- [PROVIDED PASSAGE]
Content starts

# Seat Bottom



## azevedo16 (Aug 18, 2010)

Looking to get a new seat bottom I have a good top part but after a couple of hours i am about to die .Which bottom is the best for all day comfort or do I need to buy awhole new seat?


----------



## oxbeast1210 (Jun 21, 2010)

I suffer from no butt syndrome. I think I'm going to try something like this . 




On that seat you have you can remove the bottom and keep the back support.
You can also add foam to your bottom coushin. dthomas on this forum has added foam on the bottom of his seat the privious owner did it but, I'm sure he wouldn't mind posting pics and letting us know if it helps any.


----------



## Seatmech86 (Mar 8, 2011)

Ox, really? How good are we feeling tonight! I only say this because I had a little trouble reading your last post.

Content ends

- [INFORMATION SUPPLIED]
Content starts

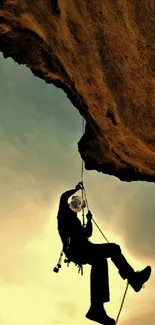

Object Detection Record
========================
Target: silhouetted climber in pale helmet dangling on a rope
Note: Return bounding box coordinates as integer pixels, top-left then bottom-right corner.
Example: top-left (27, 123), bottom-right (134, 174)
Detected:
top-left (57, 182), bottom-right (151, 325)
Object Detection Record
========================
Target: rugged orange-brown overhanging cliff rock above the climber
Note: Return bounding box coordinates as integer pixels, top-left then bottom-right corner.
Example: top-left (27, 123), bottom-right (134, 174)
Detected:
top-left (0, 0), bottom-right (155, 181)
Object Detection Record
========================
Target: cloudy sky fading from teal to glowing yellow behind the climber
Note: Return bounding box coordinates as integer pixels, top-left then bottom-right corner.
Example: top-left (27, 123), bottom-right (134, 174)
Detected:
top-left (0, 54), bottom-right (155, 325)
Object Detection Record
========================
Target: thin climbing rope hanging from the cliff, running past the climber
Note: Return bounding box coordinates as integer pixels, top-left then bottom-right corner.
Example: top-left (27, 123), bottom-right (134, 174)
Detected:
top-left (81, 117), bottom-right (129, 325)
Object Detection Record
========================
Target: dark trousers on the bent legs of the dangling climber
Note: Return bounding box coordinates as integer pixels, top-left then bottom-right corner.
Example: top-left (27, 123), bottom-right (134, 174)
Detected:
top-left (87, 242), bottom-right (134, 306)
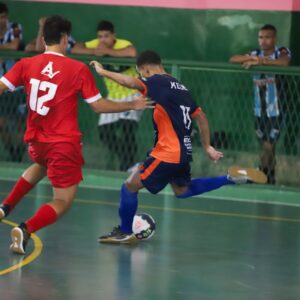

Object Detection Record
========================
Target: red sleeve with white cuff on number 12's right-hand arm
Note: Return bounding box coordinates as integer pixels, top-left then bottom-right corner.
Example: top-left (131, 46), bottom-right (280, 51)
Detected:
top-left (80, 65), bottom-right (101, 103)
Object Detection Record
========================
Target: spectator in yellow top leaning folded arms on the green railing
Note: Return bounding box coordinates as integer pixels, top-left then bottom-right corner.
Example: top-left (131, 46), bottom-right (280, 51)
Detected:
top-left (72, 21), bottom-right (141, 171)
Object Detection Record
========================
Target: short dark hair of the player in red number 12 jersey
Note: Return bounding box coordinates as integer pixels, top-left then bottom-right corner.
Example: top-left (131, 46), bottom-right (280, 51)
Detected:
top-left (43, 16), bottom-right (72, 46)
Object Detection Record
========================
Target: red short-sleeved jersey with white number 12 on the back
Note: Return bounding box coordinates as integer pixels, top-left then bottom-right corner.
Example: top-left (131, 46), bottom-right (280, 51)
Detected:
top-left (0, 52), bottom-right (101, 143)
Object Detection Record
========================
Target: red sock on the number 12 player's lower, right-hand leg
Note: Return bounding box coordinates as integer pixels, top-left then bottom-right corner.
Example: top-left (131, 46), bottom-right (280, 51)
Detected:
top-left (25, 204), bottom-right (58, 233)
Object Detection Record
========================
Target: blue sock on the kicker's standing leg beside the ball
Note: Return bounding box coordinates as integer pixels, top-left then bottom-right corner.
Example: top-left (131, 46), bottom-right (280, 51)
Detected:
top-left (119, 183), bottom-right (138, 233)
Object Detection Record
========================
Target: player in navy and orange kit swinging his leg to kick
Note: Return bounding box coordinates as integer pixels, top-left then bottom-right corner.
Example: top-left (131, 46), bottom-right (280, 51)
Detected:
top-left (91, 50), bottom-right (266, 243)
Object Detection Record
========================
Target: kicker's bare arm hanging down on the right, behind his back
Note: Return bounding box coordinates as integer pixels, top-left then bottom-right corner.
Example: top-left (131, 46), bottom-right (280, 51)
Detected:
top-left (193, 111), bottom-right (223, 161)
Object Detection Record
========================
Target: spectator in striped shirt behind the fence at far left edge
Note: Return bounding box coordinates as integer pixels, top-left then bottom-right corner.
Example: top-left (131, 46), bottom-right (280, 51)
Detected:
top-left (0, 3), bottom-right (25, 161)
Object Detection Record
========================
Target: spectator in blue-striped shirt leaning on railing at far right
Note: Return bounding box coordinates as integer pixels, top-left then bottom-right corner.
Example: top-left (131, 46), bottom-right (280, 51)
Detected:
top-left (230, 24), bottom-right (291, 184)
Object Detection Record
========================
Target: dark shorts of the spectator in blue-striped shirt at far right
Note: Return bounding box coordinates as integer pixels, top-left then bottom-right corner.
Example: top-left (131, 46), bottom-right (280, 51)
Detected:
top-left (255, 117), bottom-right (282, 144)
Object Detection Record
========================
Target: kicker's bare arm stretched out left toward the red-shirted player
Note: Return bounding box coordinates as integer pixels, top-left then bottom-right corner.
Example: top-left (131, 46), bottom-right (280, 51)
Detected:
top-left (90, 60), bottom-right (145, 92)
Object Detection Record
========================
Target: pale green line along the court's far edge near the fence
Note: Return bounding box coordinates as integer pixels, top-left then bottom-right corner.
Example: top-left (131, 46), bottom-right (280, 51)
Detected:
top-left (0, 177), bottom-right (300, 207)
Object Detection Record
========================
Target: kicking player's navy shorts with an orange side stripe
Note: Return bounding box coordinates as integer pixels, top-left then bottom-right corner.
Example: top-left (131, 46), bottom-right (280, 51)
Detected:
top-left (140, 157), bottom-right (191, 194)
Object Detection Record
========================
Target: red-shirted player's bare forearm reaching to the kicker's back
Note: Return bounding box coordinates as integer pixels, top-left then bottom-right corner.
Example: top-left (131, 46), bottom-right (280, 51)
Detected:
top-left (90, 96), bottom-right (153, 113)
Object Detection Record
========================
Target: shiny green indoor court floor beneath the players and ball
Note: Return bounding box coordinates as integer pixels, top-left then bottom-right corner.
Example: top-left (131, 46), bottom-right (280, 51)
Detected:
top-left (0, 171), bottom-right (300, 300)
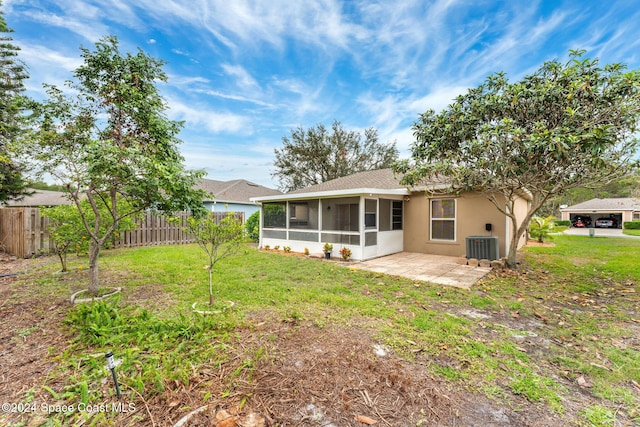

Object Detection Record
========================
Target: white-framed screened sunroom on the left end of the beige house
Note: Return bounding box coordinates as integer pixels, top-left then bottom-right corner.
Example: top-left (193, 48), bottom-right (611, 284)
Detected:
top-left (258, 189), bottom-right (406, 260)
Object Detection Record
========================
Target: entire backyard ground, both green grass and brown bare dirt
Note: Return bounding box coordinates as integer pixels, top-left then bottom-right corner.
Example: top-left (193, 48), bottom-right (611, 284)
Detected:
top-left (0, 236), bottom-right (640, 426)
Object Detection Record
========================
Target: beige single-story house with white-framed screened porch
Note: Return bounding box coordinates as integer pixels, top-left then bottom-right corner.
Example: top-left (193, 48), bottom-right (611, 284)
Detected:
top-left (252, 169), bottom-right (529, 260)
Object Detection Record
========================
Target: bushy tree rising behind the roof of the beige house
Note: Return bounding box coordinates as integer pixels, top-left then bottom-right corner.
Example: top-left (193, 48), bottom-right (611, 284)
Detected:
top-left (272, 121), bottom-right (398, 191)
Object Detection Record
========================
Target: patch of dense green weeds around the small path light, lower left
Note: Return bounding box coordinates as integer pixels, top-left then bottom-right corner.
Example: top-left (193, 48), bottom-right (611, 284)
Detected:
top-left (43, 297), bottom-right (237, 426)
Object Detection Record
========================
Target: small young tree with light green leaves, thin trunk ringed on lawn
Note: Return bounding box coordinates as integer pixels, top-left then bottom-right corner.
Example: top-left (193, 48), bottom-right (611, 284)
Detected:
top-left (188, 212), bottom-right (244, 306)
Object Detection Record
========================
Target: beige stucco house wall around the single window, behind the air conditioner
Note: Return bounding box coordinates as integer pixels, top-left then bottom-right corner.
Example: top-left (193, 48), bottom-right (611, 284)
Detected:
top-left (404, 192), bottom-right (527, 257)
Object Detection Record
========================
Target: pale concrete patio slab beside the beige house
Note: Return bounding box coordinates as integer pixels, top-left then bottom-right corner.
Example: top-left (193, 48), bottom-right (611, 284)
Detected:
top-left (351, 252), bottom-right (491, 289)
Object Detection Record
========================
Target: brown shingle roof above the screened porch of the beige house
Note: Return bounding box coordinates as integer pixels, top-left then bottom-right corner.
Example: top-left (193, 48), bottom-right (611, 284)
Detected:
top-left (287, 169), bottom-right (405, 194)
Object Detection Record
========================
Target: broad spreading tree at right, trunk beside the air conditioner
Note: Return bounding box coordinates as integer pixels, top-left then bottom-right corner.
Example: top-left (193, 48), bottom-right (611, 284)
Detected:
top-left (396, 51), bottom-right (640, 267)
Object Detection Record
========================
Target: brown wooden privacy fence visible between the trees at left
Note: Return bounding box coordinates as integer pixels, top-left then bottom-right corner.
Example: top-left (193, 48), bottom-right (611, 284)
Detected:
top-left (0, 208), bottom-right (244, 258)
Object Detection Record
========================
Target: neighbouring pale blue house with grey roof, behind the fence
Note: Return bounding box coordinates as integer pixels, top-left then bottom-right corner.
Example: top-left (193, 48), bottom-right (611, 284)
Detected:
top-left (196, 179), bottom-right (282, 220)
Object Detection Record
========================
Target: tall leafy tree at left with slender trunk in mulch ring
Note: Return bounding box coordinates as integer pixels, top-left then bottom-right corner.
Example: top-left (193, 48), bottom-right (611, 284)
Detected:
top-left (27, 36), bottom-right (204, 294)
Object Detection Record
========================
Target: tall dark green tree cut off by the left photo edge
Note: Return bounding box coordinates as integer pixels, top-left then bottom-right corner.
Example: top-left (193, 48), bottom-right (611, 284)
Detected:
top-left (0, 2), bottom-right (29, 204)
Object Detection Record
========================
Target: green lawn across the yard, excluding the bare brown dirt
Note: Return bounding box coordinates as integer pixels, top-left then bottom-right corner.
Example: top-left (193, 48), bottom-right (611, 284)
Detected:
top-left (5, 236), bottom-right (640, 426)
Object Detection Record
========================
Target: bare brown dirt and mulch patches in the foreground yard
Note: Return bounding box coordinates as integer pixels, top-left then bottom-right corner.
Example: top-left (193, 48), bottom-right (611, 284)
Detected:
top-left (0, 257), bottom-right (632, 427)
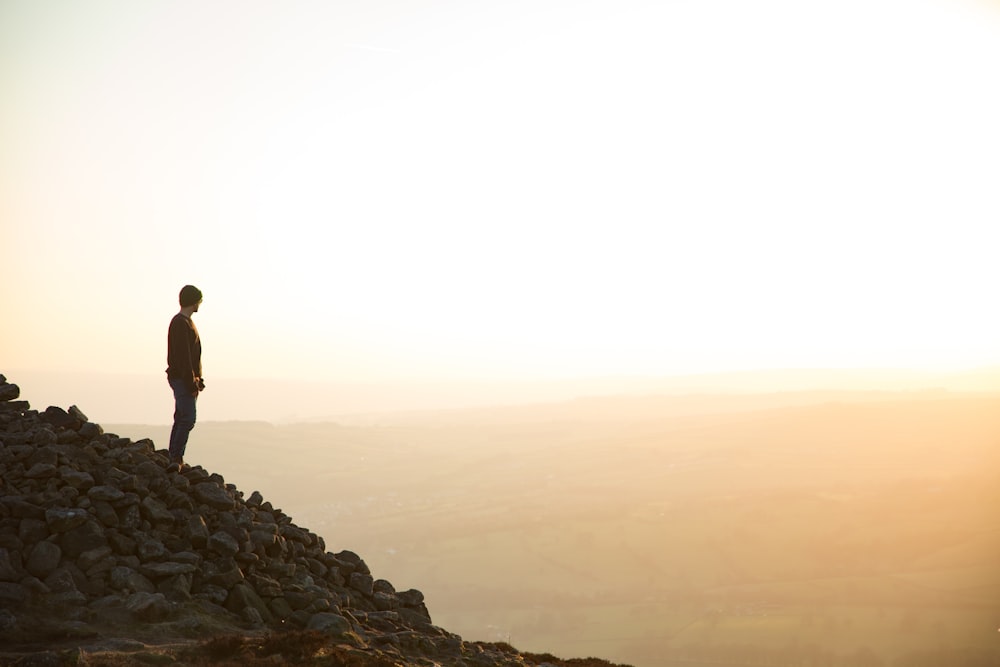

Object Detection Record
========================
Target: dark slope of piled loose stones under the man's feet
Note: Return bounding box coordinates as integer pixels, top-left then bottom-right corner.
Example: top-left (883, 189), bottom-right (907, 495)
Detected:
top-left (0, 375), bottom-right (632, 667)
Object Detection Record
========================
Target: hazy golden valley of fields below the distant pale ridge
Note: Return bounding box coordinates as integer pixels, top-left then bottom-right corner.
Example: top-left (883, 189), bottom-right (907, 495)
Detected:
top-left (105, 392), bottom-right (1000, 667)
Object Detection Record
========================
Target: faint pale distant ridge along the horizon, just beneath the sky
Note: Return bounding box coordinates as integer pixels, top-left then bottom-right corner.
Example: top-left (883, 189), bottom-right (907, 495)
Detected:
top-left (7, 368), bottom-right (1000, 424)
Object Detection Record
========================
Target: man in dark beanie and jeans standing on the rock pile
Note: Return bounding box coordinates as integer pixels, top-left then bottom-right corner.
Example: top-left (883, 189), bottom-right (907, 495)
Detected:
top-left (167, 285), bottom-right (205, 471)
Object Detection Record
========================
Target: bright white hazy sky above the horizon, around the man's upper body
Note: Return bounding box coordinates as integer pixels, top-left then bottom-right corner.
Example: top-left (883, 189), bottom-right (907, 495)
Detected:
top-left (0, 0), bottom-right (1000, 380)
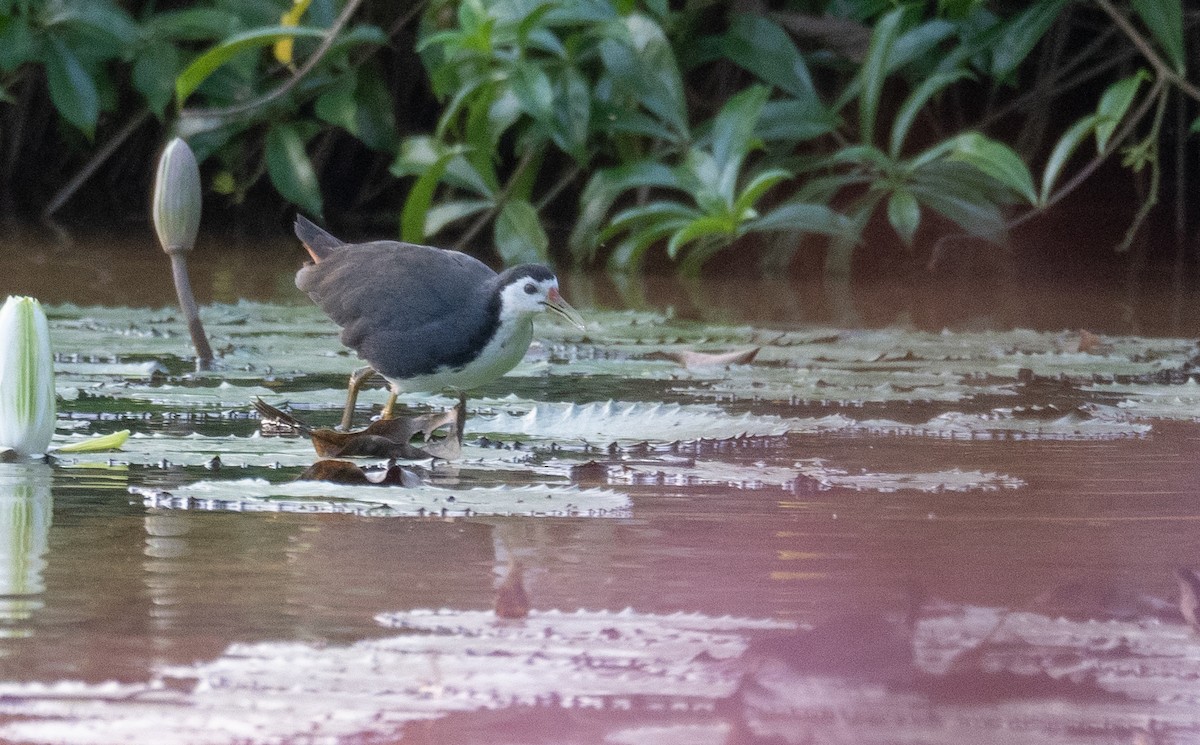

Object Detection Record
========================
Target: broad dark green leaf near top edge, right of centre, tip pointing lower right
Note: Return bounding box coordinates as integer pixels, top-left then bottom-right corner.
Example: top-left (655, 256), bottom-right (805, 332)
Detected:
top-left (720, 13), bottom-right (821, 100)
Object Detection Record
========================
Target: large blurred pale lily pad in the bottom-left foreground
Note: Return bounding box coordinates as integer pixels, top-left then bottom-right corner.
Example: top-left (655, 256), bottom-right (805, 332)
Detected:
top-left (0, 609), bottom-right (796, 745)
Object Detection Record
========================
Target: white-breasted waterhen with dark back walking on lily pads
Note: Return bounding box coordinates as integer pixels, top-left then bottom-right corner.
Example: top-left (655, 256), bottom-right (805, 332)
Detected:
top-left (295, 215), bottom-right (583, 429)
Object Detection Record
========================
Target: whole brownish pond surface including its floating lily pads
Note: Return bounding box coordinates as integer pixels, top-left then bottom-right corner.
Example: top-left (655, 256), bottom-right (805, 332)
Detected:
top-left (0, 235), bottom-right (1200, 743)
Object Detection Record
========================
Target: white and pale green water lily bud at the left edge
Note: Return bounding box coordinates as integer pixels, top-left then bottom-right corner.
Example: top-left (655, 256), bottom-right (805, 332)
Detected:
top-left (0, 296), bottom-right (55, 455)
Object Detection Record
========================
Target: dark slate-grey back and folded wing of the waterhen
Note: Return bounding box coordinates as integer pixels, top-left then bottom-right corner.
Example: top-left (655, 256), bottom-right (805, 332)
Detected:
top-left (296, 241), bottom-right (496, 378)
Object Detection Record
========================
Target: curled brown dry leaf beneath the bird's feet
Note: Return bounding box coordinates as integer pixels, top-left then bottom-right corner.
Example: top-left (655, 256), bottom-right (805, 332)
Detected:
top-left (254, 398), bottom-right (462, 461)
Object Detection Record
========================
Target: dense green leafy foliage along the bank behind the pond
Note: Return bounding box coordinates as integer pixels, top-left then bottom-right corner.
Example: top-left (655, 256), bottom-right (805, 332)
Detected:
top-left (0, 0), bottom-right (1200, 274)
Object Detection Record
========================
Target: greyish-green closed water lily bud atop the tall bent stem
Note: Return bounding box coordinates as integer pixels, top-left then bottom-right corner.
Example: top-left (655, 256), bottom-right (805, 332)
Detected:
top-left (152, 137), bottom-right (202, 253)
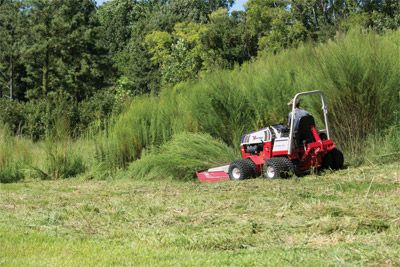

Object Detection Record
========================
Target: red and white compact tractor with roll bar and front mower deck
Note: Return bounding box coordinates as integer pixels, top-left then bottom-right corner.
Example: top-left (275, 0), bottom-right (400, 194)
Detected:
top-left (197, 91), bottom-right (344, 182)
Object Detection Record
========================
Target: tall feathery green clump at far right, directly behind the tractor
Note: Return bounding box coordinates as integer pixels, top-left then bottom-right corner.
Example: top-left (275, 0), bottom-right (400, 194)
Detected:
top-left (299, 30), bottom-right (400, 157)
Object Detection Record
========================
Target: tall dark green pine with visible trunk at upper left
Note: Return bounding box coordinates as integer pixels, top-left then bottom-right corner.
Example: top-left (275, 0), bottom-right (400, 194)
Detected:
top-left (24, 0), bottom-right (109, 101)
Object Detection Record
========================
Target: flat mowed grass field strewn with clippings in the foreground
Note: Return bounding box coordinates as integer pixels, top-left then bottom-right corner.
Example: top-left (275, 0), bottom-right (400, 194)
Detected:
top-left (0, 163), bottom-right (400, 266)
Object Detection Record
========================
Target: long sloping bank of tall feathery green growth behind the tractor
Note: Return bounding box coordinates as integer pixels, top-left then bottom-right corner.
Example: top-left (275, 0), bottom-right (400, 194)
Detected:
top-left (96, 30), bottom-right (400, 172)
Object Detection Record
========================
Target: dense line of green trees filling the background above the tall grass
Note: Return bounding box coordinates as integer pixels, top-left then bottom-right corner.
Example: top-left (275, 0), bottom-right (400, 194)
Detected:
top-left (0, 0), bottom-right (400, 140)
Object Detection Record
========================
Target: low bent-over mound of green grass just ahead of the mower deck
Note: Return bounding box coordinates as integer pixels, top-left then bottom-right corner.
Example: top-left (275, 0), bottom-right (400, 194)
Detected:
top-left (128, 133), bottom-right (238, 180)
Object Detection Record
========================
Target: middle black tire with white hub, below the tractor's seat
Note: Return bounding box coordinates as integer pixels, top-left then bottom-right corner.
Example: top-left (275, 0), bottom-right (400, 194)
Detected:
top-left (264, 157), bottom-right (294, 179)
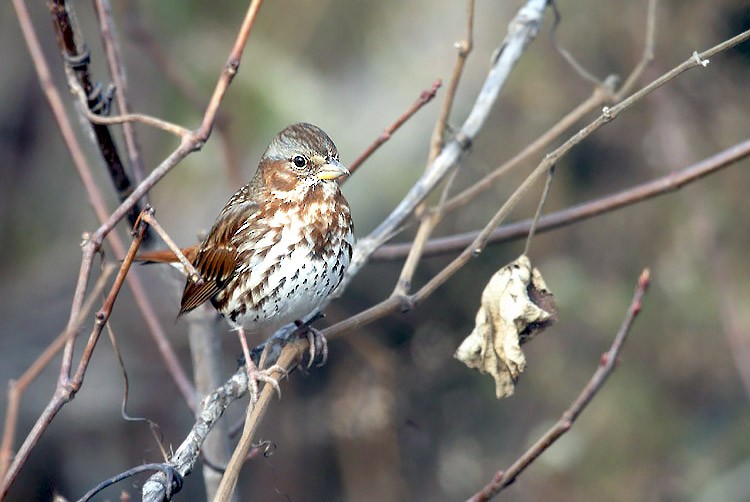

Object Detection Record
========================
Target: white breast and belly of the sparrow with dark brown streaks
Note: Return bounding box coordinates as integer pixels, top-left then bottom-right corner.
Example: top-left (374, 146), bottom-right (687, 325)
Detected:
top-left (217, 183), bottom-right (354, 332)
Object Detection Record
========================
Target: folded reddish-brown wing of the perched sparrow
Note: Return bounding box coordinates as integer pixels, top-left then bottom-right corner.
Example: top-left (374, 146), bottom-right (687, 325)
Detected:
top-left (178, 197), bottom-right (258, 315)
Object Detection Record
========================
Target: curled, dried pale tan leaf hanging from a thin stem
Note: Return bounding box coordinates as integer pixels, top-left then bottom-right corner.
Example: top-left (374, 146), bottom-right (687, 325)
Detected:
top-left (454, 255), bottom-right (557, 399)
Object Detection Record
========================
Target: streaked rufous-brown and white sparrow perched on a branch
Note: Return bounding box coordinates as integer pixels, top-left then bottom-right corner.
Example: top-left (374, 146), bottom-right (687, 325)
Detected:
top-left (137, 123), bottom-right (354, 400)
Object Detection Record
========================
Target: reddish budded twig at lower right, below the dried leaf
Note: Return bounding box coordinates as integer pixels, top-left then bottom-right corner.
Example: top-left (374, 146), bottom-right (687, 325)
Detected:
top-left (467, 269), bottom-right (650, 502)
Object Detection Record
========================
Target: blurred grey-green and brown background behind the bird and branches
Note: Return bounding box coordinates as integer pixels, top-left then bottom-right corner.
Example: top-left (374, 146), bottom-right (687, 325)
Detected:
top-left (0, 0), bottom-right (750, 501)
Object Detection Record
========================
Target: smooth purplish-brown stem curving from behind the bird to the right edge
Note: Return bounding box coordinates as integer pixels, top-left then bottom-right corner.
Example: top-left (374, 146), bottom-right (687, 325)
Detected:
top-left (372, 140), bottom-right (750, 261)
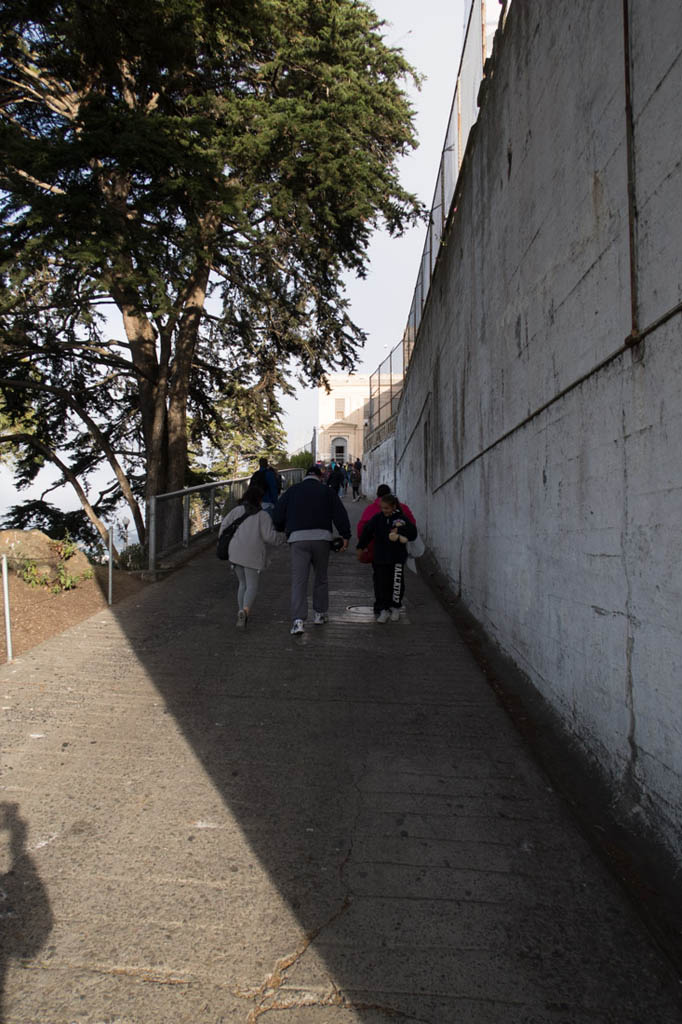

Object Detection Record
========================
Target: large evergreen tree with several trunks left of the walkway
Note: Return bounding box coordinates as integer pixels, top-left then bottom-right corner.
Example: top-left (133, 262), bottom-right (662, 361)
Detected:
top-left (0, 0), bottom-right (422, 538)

Content ends

- [BRIEF 1]
In the seat bottom thread:
(a) After how long does azevedo16 say they are "about to die"?
(b) According to oxbeast1210, who added the foam on the bottom of dthomas's seat?
(c) What does Seatmech86 say they had a little trouble doing?
- [BRIEF 2] Can you carry on the seat bottom thread from the point where it stops?
The entries are separate material from the seat bottom thread.

- [TASK RESULT 1]
(a) After a couple of hours.
(b) The previous owner.
(c) Reading Ox's last post.

- [TASK RESULT 2]
----------



## azevedo16 (Aug 18, 2010)

i have been looking at the surf to summit bottoms but do not know which one is best but you are right my lack of a butt makes for a long day!


----------



## oxbeast1210 (Jun 21, 2010)

Lol sorry it was on my phone and I was sleepy on the pain meds . Should be easier to understand now and Azevedo not sure if u suffer from it but my phone likes to change words I ment that I suffer from it.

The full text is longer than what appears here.